• [REQUIRED ACTION]: Among these entries, how many lines contain "video"? Say the number and nothing else.

[Stored entries]
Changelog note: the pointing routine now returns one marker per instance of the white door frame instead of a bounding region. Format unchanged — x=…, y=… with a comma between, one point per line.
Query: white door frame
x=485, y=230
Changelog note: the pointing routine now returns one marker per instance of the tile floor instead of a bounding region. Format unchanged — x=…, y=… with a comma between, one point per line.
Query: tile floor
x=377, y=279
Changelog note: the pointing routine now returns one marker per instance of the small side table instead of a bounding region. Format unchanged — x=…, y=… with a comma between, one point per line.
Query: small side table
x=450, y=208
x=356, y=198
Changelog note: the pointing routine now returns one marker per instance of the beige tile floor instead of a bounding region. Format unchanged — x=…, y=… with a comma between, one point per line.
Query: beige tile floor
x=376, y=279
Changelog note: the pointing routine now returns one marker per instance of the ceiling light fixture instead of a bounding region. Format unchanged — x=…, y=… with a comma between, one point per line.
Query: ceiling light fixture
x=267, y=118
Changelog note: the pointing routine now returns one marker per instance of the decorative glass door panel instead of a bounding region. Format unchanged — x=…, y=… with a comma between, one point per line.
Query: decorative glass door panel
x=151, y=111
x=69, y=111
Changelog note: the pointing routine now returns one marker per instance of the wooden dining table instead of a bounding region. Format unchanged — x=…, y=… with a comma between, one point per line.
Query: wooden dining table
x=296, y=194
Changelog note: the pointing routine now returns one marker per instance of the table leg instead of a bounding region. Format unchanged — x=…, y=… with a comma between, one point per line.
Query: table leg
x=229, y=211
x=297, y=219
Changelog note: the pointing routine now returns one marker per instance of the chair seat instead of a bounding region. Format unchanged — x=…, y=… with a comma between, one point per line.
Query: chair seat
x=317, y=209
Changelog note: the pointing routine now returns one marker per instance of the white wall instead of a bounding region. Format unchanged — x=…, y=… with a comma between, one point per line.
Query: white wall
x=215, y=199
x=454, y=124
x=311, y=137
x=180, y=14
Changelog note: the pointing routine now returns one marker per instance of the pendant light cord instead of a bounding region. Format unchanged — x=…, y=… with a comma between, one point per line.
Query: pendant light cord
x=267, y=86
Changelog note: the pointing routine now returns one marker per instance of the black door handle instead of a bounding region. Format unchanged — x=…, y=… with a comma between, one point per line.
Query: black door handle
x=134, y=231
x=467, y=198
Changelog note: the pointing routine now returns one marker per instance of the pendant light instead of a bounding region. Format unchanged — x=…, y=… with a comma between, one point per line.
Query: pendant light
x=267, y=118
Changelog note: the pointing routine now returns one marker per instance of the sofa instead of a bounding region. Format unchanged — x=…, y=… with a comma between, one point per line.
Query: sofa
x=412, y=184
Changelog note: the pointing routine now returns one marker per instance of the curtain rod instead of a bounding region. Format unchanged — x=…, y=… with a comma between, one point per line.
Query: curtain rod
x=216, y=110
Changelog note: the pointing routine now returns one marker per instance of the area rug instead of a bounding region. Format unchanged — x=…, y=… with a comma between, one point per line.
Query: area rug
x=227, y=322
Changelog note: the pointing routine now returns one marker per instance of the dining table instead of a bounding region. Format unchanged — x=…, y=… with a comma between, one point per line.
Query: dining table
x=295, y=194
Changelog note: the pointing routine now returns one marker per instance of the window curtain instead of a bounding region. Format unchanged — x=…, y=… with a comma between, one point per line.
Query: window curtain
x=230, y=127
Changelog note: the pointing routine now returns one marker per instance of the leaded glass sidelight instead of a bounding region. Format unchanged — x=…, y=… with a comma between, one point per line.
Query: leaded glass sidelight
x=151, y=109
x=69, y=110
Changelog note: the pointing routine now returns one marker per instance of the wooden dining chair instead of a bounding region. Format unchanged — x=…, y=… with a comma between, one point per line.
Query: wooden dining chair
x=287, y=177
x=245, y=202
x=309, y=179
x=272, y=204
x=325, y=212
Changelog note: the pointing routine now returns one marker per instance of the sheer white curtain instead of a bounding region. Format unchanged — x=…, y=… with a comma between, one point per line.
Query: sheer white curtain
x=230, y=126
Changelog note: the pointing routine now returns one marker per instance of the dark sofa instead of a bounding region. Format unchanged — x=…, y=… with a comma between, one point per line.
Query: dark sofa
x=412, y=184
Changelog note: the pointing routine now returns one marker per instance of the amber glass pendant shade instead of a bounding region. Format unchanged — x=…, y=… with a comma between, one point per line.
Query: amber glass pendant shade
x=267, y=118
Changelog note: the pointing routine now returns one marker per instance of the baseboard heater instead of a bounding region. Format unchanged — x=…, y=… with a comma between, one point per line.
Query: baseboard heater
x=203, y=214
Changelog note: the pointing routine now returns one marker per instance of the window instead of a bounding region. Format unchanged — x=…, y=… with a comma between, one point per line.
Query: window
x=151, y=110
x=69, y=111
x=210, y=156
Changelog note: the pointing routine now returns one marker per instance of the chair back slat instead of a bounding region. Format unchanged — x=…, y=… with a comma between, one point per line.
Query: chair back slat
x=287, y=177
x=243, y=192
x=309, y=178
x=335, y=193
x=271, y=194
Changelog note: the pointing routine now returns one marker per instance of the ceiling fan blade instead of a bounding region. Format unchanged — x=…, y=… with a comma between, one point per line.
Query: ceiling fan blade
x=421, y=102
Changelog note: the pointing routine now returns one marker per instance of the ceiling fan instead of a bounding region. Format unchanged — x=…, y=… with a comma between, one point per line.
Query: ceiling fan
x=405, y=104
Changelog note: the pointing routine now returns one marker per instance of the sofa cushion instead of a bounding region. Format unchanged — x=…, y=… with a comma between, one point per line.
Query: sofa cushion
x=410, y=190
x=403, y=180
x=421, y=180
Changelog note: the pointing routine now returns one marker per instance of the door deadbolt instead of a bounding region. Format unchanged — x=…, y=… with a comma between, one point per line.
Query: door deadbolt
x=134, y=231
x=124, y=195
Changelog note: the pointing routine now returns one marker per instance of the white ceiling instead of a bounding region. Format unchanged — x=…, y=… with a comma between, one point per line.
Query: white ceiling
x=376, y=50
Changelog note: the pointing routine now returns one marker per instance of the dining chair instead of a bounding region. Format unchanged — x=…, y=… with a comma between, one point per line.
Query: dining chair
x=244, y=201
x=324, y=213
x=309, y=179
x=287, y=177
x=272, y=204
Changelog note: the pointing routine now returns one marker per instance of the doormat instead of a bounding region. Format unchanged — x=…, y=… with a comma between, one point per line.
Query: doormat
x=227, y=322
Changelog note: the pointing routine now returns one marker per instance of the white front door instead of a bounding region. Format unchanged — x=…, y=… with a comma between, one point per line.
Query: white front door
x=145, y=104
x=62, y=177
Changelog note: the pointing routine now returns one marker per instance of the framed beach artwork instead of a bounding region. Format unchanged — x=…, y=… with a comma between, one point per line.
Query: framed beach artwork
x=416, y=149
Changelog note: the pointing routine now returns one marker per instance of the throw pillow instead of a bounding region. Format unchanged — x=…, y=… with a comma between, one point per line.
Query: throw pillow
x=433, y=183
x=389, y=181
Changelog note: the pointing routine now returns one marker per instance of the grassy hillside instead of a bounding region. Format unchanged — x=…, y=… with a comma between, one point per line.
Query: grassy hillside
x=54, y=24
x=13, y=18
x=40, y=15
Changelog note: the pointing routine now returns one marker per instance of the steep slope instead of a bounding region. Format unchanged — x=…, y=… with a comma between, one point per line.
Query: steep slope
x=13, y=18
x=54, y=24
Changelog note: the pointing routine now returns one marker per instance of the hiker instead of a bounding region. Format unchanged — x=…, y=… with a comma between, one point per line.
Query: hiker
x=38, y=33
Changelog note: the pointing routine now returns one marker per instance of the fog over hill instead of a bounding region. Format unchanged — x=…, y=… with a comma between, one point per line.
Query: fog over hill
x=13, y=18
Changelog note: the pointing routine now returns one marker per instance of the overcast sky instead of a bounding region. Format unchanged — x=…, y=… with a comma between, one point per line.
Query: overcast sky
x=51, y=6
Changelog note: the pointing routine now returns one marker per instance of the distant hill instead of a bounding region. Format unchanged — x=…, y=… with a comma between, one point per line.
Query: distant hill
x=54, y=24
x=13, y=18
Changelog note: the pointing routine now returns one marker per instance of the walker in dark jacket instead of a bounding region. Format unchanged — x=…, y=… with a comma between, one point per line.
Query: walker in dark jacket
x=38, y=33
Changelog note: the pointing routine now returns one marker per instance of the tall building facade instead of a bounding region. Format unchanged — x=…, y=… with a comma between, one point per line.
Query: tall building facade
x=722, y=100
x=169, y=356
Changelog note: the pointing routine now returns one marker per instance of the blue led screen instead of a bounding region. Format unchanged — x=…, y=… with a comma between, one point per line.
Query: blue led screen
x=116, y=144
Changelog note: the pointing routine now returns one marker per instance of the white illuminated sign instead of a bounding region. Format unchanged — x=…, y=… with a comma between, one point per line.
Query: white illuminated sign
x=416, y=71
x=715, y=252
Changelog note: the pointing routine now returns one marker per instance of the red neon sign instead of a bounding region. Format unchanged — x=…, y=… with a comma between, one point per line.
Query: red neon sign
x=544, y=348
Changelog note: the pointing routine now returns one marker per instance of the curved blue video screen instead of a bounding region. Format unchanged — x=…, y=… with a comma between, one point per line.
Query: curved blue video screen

• [EXERCISE RESULT]: 2